__QUESTÕES A RESPONDER__
a: No texto sobre a advocacia, que plataforma de pesquisa aparece como exemplo das ferramentas usadas pelos clientes?
b: Transcreva fielmente todo o trecho do texto sobre a advocacia que vai de "Uma das ferramentas" até "e o cliente.".

__TRECHO DO TEXTO__
* * * *
Há também uma crescente onda de que o profissional seja mais claro e honesto possível, sem perder a capacidade ética de seu exercício.

Apesar dessa necessidade intelectual que o novo padrão de advogado precisar ter, ele também necessita de estar disponível para atender os seus clientes de forma full time[4], tornando relativa a delimitação do horário comercial. Essa relativização está ligada ao novo modelo da sociedade, a qual reflete instantaneamente na expectativa dos clientes, reclamando ter um profissional que trabalhe de tempo integral e sem medir esforços para solução de uma questão jurídica, o que reforça os laços de confiança.

Vale ressaltar que essa exigência da nova clientela possui várias frentes, uma delas a eficiência na execução do trabalho, a outra e a possibilidade de acompanhar quase instantaneamente a vida profissional e pessoal do advogado que ela contratou e, também, na migração para novos modelos.

Essa revolução também reflete na mudança de opinião sobre a advocacia e a tecnologia, vendo que a sociedade no seu interior repudia o discurso que a tecnologia irá acabar com a advocacia, obrigando com os advogados se reinventem e aliem o seu escritório as novas tecnologias, visando uma maior efetividade e organização de tempo para a solução dos conflitos que os seus clientes apresentam.

Uma das ferramentas mais usadas pelos clientes para monitorar a vida de seus advogados, e ainda alimentar-se de informações jurídicas, são as redes sociais e as plataformas de pesquisas, como por exemplo o Google.

As plataformas de pesquisa são usas pelos clientes para saber sobre seus dilemas jurídicos, o que muitas das vezes leva que eles tenham uma interpretação equivocada sobre a possibilidade de êxito ou não.

Já as redes sociais, também servem para exposições de informações jurídicas, uteis para o dia a dia da sociedade; e uma das mais importantes ferramentas que elas possuem é estabelecer uma conexão entre o advogado e o cliente.

Entretanto, elas também servem para que os clientes monitorem a vida social do seu ou futuro advogado, obrigando esse profissional a expor sua rotina diariamente, além de dar satisfação quando ele não realiza nenhum contato virtual.

Essa cobrança de mistura instantânea entre o profissional e o pessoal, faz com que o advogado seja advogado até no seu tempo livre.

É importante destacar que essa exposição nas redes sociais também está sendo avaliada pelos clientes, fazendo com que o profissional seja mais seletivo ao compartilhar, pois determinado compartilhamento poderá levá-lo ao término de algum importante contrato de prestação de serviço jurídico.
* * * *
__MATERIAL FORNECIDO__
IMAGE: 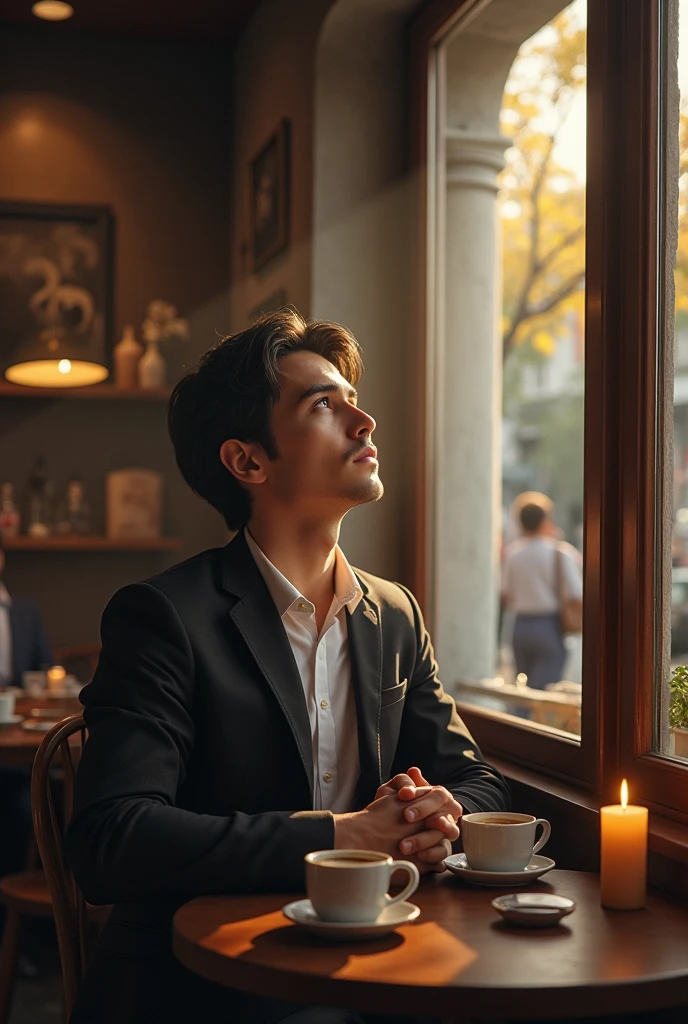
* * * *
__RESPOSTAS POR ITEM__
a: O Google.

b:
Uma das ferramentas mais usadas pelos clientes para monitorar a vida de seus advogados, e ainda alimentar-se de informações jurídicas, são as redes sociais e as plataformas de pesquisas, como por exemplo o Google.

As plataformas de pesquisa são usas pelos clientes para saber sobre seus dilemas jurídicos, o que muitas das vezes leva que eles tenham uma interpretação equivocada sobre a possibilidade de êxito ou não.

Já as redes sociais, também servem para exposições de informações jurídicas, uteis para o dia a dia da sociedade; e uma das mais importantes ferramentas que elas possuem é estabelecer uma conexão entre o advogado e o cliente.